§ Problem to work on
Please set out the lines below as a numbered list, leaving out any blank lines.
※ ※ ※
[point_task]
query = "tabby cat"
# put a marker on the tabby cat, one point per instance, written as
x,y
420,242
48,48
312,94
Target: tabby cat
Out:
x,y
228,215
※ ※ ※
§ Result for this exercise
1. [point_task]
2. query = "tabby cat"
3. # put a marker on the tabby cat, one point per instance, written as
4. x,y
5. 420,242
6. 48,48
7. 312,94
8. Target: tabby cat
9. Out:
10. x,y
11. 228,215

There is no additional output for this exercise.